• Données à traiter:
⁂

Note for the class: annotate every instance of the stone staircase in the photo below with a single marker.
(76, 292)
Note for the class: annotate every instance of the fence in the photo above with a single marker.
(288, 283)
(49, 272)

⁂

• Objectif: Transcrivez chaque ligne de la liste ci-dessus sans rien y changer.

• Réponse attendue:
Note for the class: annotate every instance of the stone staircase in the photo below with a single marker.
(76, 292)
Note for the class: annotate every instance of the fence in the photo above with a single marker.
(288, 283)
(49, 272)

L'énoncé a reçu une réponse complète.